PASSAGE TO READ:
Finance  ·  CMBS

Institutional Cadre Lends $1.3B to Brookfield on MIT Life-Science Buildings


Brookfield (BN) Asset Management has reeled in $1.3 billion in commercial mortgage-backed securities financing against a portfolio of legacy Forest City Realty Trust life-science assets near Boston, according to Morningstar Credit Ratings, which analyzed the transaction.

The deal, funded by Citigroup (C), Barclays (BCS) Capital, Bank of America (BAC) and Deutsche Bank (DB), brings Brookfield seven-year debt split into a $1.17 billion senior loan and a $130 million mezzanine tranche. The senior loan is to be securitized into the forthcoming CAMB 2019-LIFE single-borrower CMBS deal, while the mezzanine tranche was sold last week to TIAA.

SEE ALSO: Maverick Secures $247M of Signature CRE Loans from Blackstone-Led Venture

Brookfield, which finalized its acquisition of Forest City Realty Trust in December 2018, is also contributing more than $400 million in equity to the purchase, which effectively transfers the properties from Forest City’s ownership to its own balance sheet.

The expansive financing package is backed by eight buildings on the Cambridge, Mass. campus of the Massachusetts Institute of Technology. Seven are 100 percent occupied by tenants such as Blueprint Medicines and Takeda Oncology, both of which invent new drugs, and Brigham and Women’s Hospital, a top Boston-area health care center. The eighth building has about 13,000 square feet vacant—no more than 1 percent of the entire portfolio.

The octet, on the northeast edge of MIT’s 166-acre urban campus just across the Charles River from downtown Boston, are each ground-leased from the university, in agreements that don’t expire until at earliest the 2060s. Interiors are split about half and half between office and lab space.

INFORMATION:
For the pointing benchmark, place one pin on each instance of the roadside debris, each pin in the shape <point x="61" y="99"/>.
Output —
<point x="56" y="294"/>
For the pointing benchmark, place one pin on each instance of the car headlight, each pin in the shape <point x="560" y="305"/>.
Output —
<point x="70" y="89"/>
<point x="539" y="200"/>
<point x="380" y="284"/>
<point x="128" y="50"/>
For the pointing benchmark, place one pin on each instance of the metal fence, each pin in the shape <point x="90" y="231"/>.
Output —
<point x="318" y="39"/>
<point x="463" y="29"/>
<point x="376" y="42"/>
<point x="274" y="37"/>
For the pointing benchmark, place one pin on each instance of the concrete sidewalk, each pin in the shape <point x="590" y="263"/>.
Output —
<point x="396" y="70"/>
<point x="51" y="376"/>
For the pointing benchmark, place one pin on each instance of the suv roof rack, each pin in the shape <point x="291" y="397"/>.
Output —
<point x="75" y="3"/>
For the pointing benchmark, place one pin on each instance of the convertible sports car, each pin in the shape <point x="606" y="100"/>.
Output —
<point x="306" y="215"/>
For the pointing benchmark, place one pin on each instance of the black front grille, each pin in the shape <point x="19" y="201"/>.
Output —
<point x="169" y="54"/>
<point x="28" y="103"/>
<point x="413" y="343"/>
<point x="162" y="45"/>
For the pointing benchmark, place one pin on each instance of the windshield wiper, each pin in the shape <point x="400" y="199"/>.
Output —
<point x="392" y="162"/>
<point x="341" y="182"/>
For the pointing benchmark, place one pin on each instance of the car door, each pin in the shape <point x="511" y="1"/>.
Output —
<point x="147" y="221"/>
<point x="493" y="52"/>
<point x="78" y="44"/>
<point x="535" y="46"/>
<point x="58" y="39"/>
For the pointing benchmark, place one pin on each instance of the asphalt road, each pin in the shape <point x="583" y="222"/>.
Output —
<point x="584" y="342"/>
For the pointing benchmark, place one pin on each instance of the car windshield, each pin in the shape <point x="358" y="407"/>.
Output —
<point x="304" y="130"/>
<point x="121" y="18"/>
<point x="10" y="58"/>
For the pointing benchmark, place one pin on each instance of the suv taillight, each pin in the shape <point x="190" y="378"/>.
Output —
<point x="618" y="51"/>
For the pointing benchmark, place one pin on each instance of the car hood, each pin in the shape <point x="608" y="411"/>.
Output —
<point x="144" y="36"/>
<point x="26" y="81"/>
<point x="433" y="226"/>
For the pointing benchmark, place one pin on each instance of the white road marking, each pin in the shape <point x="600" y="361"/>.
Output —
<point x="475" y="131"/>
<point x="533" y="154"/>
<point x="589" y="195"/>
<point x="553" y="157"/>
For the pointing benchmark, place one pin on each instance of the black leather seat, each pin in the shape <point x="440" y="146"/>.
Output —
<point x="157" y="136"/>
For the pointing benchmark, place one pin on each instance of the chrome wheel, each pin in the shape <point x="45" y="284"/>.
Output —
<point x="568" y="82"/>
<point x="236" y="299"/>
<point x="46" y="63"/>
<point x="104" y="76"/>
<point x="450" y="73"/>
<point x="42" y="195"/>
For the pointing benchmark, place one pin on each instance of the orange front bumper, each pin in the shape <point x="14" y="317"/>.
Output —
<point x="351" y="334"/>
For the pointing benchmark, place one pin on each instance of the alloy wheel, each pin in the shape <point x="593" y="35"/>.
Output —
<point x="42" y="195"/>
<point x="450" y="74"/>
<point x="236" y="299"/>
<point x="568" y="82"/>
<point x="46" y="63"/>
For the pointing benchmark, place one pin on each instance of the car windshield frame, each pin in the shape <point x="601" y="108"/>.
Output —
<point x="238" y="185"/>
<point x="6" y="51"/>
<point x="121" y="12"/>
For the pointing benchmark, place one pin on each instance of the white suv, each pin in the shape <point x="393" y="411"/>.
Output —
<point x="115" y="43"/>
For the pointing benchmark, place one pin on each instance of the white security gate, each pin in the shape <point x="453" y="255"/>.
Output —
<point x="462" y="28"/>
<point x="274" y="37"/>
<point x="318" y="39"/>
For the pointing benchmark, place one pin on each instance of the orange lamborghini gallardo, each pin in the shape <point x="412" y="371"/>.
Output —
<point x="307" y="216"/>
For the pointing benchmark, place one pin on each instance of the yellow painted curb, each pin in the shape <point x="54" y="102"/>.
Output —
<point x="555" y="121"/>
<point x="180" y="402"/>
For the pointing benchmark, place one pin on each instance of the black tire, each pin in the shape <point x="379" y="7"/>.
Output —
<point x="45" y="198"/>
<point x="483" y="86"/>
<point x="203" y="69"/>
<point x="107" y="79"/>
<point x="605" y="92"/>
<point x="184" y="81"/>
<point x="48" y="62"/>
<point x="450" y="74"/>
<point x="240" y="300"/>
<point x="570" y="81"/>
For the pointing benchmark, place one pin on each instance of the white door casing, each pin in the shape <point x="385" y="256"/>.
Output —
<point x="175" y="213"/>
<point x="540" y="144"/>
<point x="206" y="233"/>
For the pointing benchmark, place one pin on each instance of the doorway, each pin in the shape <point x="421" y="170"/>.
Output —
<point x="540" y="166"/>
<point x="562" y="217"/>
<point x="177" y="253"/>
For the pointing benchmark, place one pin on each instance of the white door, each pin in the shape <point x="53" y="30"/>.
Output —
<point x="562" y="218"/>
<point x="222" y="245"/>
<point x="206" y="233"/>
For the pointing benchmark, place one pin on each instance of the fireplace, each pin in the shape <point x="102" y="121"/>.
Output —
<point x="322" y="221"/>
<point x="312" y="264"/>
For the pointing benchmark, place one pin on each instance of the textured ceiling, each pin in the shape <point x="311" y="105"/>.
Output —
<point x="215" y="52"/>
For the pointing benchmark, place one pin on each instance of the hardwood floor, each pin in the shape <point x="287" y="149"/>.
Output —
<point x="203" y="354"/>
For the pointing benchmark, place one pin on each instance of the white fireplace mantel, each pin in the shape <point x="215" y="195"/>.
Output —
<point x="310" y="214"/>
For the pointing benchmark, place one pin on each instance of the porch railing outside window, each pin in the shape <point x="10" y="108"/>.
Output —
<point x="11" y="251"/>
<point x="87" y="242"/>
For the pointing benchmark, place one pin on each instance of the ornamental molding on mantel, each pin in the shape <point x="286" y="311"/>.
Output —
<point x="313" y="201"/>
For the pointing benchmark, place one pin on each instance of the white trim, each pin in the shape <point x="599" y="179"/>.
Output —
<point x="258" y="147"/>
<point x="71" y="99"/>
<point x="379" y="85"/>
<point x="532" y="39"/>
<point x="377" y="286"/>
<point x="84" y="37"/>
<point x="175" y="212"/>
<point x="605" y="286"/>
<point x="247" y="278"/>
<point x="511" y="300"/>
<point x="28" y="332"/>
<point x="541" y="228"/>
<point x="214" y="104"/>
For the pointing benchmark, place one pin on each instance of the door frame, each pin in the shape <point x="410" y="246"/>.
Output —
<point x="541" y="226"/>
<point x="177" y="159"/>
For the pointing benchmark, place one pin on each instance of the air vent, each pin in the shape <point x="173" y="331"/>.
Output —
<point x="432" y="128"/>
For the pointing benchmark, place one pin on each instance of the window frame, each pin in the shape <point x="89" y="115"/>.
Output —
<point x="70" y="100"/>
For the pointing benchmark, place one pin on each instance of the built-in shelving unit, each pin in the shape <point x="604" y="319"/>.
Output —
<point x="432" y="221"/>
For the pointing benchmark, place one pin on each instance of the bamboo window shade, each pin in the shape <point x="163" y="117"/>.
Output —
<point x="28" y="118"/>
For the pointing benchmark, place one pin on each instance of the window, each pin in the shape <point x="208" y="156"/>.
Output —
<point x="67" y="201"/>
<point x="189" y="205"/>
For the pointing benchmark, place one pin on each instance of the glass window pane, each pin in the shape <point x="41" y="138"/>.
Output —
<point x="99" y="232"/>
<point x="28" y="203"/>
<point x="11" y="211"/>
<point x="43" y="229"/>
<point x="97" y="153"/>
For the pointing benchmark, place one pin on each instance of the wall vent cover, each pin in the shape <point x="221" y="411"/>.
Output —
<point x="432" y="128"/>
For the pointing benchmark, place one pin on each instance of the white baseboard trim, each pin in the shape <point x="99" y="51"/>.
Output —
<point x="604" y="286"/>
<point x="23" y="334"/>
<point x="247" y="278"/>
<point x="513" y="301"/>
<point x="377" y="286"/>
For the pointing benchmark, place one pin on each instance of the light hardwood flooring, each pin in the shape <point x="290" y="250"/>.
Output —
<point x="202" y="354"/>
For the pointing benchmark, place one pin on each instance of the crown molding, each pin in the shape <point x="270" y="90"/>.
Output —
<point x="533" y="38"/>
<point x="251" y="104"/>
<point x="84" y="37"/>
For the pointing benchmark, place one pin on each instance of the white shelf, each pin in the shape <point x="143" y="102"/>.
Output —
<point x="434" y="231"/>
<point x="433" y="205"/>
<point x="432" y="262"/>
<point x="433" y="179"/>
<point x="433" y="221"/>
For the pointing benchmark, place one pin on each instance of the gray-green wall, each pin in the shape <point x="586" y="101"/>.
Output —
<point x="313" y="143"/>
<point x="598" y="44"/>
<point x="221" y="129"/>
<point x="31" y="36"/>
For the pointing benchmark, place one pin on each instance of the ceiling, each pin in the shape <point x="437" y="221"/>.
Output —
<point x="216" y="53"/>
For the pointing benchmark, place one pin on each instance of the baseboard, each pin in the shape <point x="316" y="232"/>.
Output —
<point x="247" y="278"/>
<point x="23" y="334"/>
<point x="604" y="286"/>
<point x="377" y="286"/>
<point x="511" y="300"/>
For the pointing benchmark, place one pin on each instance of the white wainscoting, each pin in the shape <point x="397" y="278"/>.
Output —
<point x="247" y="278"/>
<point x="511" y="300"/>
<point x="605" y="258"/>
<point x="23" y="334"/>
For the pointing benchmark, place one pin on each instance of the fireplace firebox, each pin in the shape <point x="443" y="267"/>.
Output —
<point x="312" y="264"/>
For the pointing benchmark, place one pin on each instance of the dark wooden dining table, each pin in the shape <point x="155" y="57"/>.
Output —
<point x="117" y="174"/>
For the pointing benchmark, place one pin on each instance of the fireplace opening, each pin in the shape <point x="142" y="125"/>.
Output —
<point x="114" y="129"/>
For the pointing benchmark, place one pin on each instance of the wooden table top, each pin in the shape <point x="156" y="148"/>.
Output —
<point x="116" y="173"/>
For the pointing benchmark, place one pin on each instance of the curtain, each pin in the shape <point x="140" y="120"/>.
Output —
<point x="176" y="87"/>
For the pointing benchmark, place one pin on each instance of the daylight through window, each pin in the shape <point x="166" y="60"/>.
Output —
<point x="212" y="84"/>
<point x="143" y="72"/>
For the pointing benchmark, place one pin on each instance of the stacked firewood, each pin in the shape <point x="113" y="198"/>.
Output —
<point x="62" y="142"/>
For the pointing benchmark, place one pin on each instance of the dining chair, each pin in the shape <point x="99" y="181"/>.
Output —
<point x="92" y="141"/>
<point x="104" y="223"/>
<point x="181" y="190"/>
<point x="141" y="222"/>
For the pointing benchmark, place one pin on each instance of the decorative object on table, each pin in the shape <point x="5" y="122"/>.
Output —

WHAT TO DO:
Reproduce word for word the part of the Brookfield financing article from "The octet, on" up to and including "and lab space.".

ANSWER SECTION:
The octet, on the northeast edge of MIT’s 166-acre urban campus just across the Charles River from downtown Boston, are each ground-leased from the university, in agreements that don’t expire until at earliest the 2060s. Interiors are split about half and half between office and lab space.